[À faire]
[A] Répondez à ces questions à partir de l'entretien :
(i) Quelle est la seule chanson en français de l'album ?
(ii) Quels chanteurs français B cite-t-il parmi ceux que le groupe écoute beaucoup ?
(iii) Dans quel album, selon B, a-t-on coupé des trucs à l'ordinateur ?
[B] Extrayez de l'entretien, sans rien y changer, le passage qui commence par « AR : Vous touchez » et se termine par « l'album c'est déroutant. ».

[Extrait du texte]
G: Oui c'est clair mais à l'écoute du disque, je ne pense pas qu'il y ait de sons électros vraiment frappants.
B: Je crois que de toute façon, il n'y a plus tellement de barrières entre le rock et l'électro. Dans le dernier album de The Hives que j'adore, ils ont fait plein de bidouilles un peu dans tout les sens, ils ont coupé des trucs à l'ordinateur. Donc je pense que maintenant il n'y a pas tellement de limites. Les mecs qui font de l'électronique mettent des guitares un peu partout. Il n'y a plus vraiment de barrières : c'est juste de la musique.

AR : Pour revenir à ces références rock, ce qui crie, je trouve, sur cet album c'est l'influence Bowie, dans la voix, dans les mimiques vocales, est-ce que vous revendiquez cette ressemblance ?

G: On adore Bowie. On nous dit le souvent mais ça n'a pas été un parti pris.

AR : Lequel des deux a la voix de Bowie ?

G: C'est lui. Moi j'ai la voix à Démis Roussos (rires).

AR : C'est vrai qu'on est assez dérouté parce que vous faites tout l'un et l'autre.

G: Oui, je trouve ça assez rigolo. Sur scène je fais la guitare, lui fait la basse. Mais sur le disque il y a des morceaux où c'est lui qui fait la guitare et moi la basse. Il chante un petit peu plus quand même puisqu'il ne veut pas me laisser chanter.

AR : On aime une chanson plus particulièrement, " Ou est le plaisir " la seule chanson en français de l'album. C'est le fruit d'une expérience personnelle ?

G: Oui c'est un peu autobiographique, on est des fétards, on aime bien les endroits un petit peu sombre ...

AR : Vous touchez des royalties avec Zubrowska ? (rires)

B: Non même pas, on a fait ça exprès pour être sponsorisé et puis ça ne marche pas. Sinon nous on écoute aussi beaucoup de chansons françaises, Gainsbourg, Polnareff et donc on avait le souci d'écrire aussi en français mais c'est assez exigeant comme langue. En plus, la musique qui nous vient spontanément est une musique assez anglo-saxonne. Donc on a adapté une musique spécifiquement pour la langue française sur ce morceau.

AR : Vous avez hésité à mettre ce morceau sur l'album ?

B: Oui un peu, il détonne mais en même temps, de tous les morceaux en français qu'on a fait c'est celui-ci qui s'accorde le plus avec l'album.

AR : C'est risqué c'est vrai, moi je le trouve personnellement excellent mais par rapport au reste de l'album c'est déroutant.

G: T'as l'impression qu'il y a eu un problème de gravure (rires)
B: En même temps ce n'est pas une grande chanson à textes, c'est quand même un peu ludique donc dans l'esprit de l'album ça s'intègre quand même bien. C'est le côté ludique qui les rassemble.
G: C'est quand même un peu de la fiction, l'histoire d'un mec qui se prend des râteaux alors que nous, ça nous arrive jamais (rires). Sur tout le reste de l'album, c'est quand même une musique assez frime, avec des paillettes à la con. Donc ce morceau là c'est une façon de contrebalancer un petit peu, le côté frimeur etc... qui est de la fiction d'ailleurs.

(Éléments répertoriés dans un jeu de données)

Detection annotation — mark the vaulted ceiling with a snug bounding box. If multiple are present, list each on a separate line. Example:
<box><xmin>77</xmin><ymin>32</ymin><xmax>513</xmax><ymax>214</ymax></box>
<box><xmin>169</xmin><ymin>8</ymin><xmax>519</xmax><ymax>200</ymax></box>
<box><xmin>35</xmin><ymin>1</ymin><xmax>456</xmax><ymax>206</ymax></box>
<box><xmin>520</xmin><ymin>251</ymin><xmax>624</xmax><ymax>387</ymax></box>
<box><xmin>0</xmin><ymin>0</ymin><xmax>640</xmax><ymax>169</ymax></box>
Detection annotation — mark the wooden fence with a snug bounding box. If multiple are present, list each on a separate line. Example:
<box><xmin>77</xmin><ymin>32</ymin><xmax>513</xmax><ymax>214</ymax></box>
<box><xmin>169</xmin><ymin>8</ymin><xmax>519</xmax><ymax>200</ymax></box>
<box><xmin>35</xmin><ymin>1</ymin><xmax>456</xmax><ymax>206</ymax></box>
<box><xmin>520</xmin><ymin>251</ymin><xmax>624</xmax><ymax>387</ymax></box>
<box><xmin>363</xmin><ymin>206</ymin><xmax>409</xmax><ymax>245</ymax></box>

[Réponses]
[A]
(i) « Ou est le plaisir »
(ii) Gainsbourg et Polnareff
(iii) Le dernier album de The Hives

[B]
AR : Vous touchez des royalties avec Zubrowska ? (rires)

B: Non même pas, on a fait ça exprès pour être sponsorisé et puis ça ne marche pas. Sinon nous on écoute aussi beaucoup de chansons françaises, Gainsbourg, Polnareff et donc on avait le souci d'écrire aussi en français mais c'est assez exigeant comme langue. En plus, la musique qui nous vient spontanément est une musique assez anglo-saxonne. Donc on a adapté une musique spécifiquement pour la langue française sur ce morceau.

AR : Vous avez hésité à mettre ce morceau sur l'album ?

B: Oui un peu, il détonne mais en même temps, de tous les morceaux en français qu'on a fait c'est celui-ci qui s'accorde le plus avec l'album.

AR : C'est risqué c'est vrai, moi je le trouve personnellement excellent mais par rapport au reste de l'album c'est déroutant.